_Record set_

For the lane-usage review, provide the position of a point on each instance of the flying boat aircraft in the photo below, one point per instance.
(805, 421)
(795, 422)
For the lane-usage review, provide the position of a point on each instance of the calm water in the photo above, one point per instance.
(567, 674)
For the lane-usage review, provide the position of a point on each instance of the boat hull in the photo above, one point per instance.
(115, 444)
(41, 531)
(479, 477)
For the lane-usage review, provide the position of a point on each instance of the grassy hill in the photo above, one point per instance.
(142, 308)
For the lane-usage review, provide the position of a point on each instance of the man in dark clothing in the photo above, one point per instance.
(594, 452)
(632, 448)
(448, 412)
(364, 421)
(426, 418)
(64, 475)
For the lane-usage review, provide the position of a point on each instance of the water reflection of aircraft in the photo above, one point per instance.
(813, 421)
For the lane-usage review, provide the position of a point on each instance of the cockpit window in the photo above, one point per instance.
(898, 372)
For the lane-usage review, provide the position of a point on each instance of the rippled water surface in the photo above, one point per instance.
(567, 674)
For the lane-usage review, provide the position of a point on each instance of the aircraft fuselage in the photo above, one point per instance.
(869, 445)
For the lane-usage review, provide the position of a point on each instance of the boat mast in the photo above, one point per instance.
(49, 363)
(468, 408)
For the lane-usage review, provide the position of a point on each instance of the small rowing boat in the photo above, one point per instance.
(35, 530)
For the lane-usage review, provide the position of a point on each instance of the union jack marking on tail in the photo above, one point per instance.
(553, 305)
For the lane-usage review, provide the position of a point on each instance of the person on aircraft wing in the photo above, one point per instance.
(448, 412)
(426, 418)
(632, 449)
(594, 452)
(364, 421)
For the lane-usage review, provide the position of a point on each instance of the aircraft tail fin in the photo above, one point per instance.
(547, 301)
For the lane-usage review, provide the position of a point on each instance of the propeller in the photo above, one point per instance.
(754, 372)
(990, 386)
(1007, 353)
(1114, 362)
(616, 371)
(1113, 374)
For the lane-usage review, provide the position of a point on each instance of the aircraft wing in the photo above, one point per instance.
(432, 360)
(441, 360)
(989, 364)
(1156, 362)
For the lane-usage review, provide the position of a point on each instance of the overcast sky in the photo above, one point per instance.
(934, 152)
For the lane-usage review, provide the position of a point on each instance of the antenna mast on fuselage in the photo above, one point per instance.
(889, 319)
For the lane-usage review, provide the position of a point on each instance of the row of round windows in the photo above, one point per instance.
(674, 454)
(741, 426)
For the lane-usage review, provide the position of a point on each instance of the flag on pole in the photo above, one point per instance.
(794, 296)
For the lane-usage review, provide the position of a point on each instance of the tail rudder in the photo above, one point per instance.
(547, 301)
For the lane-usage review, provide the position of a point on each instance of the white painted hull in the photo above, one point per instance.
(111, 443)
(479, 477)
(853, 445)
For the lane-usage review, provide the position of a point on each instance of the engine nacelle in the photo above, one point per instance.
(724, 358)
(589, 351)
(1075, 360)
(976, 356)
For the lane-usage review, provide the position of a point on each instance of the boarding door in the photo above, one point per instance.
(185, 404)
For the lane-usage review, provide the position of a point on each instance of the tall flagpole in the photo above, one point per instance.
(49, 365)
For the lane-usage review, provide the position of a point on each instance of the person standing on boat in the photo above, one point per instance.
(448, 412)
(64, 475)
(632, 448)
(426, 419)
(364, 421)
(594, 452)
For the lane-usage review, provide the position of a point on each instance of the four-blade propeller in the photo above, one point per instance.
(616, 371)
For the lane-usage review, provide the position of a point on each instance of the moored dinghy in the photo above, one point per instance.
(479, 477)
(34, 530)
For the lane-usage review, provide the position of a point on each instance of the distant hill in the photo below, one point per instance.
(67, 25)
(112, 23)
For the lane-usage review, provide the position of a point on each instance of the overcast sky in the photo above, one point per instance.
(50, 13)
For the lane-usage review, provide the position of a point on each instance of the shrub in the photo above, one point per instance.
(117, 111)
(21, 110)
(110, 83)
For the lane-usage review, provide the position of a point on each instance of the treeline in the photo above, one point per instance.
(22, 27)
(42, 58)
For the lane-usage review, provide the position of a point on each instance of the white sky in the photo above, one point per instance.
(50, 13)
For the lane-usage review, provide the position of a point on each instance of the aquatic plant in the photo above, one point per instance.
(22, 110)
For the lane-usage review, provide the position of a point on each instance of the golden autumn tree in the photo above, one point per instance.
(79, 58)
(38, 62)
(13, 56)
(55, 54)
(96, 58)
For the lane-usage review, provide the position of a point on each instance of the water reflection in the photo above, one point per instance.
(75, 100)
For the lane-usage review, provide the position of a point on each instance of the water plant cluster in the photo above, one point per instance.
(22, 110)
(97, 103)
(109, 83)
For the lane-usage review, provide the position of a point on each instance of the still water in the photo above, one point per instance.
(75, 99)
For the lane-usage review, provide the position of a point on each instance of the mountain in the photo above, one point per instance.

_Instructions to follow_
For every entry above, write out an exact copy.

_Output below_
For the lane-usage review, provide the position of a point on each instance of the flying boat aircraft in the photo below, one point per instance.
(805, 421)
(795, 422)
For the lane-usage review, provide the position of a point on each instance of the calm water in the photo above, one point per instance.
(567, 674)
For the lane-usage review, provide the position of a point on each instance of the boat hull in the photo above, one point per instance.
(115, 444)
(41, 531)
(479, 477)
For the lane-usage review, provide the position of a point on each instance of the grassy hill in the photo above, one point per instance.
(142, 308)
For the lane-usage review, provide the position of a point on each instance of the man in dark clothing in the photo above, one point per instance.
(594, 452)
(632, 448)
(448, 412)
(364, 421)
(426, 418)
(64, 475)
For the lane-usage review, provide the position of a point on each instance of the water reflection of aircraft in the photo above, one point per instance.
(813, 421)
For the lane-usage review, provide the position of a point on each instance of the cockpit window in the photo above, one point per instance.
(898, 372)
For the lane-usage review, provide the position of a point on each instance of the rippled water surface in the photo above, one point per instance.
(567, 674)
For the lane-usage review, provide the position of a point on each instance of the aircraft fuselage in the photo above, one point per instance.
(869, 445)
For the lane-usage review, provide the position of a point on each instance of the boat mast in the photo above, one point per instance.
(49, 363)
(468, 408)
For the lane-usage review, provide the position of a point on each instance of the small rowing boat in the photo above, one point per instance.
(35, 530)
For the lane-usage review, provide the position of a point on each instance of the union jack marking on tail in the photo above, one point per instance.
(553, 305)
For the lane-usage review, provide the position of a point on each instance of the person on aircraft wing in the photo above, one point per instance.
(448, 412)
(426, 418)
(632, 449)
(594, 452)
(364, 421)
For the lane-usage review, provide the position of a point on each instance of the aircraft tail fin in the photo above, one point per instance.
(547, 301)
For the lane-usage review, provide the position of a point on each instance of the propeller in the photo above, one point per instance.
(754, 372)
(990, 386)
(1007, 353)
(1114, 362)
(616, 371)
(1113, 374)
For the lane-usage review, provide the position of a point on each instance of the aircraft wing in the photo above, one point per instance.
(432, 360)
(441, 360)
(989, 364)
(1156, 362)
For the lane-usage review, provide the position of a point on each instance of the overcast sky in the photo above, one point per instance.
(934, 152)
For the lane-usage review, provide the position of a point on each instance of the antenna mast on fuselage in the photo above, one point per instance.
(889, 319)
For the lane-usage review, provide the position of a point on each instance of the row of round windows in the photo above, one point per instance.
(674, 454)
(741, 426)
For the lane-usage review, provide the position of a point on each instance of the flag on pole in the photo above, one point per instance.
(794, 296)
For the lane-usage review, provide the position of a point on each instance of the tail rudder in the photo above, one point per instance.
(547, 301)
For the lane-usage review, provide the position of a point on each instance of the white painted hull in the photo above, one point per instance.
(111, 443)
(479, 477)
(853, 445)
For the lane-usage review, provide the position of a point on each instance of the engine nacelle in the photo above, one point per instance.
(724, 358)
(589, 351)
(1075, 360)
(976, 356)
For the lane-usage review, provide the position of a point on each instance of the boarding door in the photo above, one point per instance.
(185, 404)
For the lane-usage review, provide the position of a point on each instance of the tall flagpole in the photo above, one point per instance.
(49, 365)
For the lane-usage review, provide the position of a point on each instance of the person standing on boat in the photo above, one point per instance.
(448, 412)
(64, 475)
(632, 448)
(426, 419)
(364, 421)
(594, 452)
For the lane-usage review, provide the position of a point on each instance of the four-blade propeller in the photo above, one point per instance.
(616, 371)
For the lane-usage review, provide the position of a point on each instance of the moored dinghy in the photo above, one point per instance.
(479, 477)
(34, 530)
For the lane-usage review, provide the position of a point on each instance of the distant hill in the photo below, one point per instance.
(67, 25)
(112, 23)
For the lane-usage review, provide the position of a point on each instance of the overcast sky in the photo above, one point per instance.
(50, 13)
For the lane-usage review, provide the position of a point on each instance of the shrub in the photo above, one point per instance.
(117, 111)
(21, 110)
(110, 83)
For the lane-usage review, provide the position of a point on each instance of the treeline in the photo above, one point per instance.
(22, 27)
(42, 58)
For the lane-usage review, provide the position of a point on each instance of the white sky in the photo above, one point per instance.
(50, 13)
For the lane-usage review, provide the position of a point on each instance of the aquatic plant in the photo above, one point per instance.
(22, 110)
For the lane-usage review, provide the position of a point on each instance of the golden autumn tree in the photo above, one point per instance.
(79, 58)
(38, 62)
(13, 56)
(55, 54)
(96, 58)
For the lane-usage review, provide the position of a point on each instance of the water reflection in the photo above, one point per instance.
(75, 100)
For the lane-usage review, provide the position of a point on each instance of the water plant cluster in the photo above, one point per instance.
(22, 110)
(97, 103)
(109, 83)
For the lane-usage review, provide the position of a point on each instance of the still water in the photo above, one point per instance.
(75, 99)
For the lane-usage review, provide the position of a point on each instance of the mountain in the photo above, one point per instance.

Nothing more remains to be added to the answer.